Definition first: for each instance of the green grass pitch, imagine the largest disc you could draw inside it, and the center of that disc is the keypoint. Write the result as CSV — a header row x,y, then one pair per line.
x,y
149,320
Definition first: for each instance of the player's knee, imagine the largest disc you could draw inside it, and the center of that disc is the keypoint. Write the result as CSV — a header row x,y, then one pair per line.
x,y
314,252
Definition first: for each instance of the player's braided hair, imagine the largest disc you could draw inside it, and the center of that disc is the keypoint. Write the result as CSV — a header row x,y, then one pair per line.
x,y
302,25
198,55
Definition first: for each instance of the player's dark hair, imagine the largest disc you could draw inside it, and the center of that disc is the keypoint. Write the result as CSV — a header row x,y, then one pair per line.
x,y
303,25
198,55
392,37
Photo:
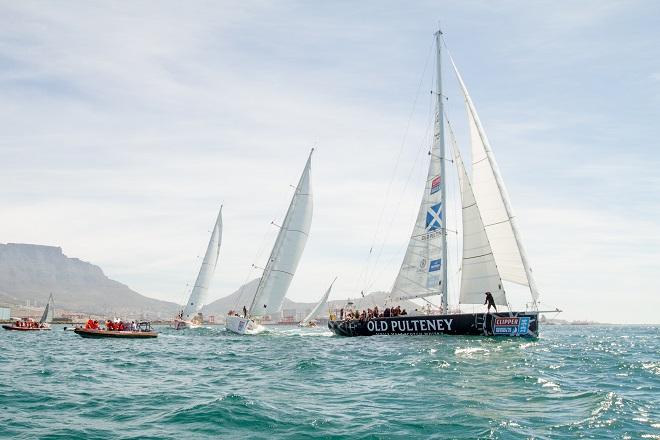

*Task to carry out*. Restate, word for word, each line from the one with "Definition first: for each instance of the player's dark" to the end of the entries, both included, and keep every picture out.

*Solution to this task*.
Definition first: for each instance of the player's dark hair, imagine the largest disc you could draw inside it, and the center of that disc is the keypoint. Write the result as CSV — a header row x,y, then one pair per line.
x,y
303,25
198,55
392,37
Photo:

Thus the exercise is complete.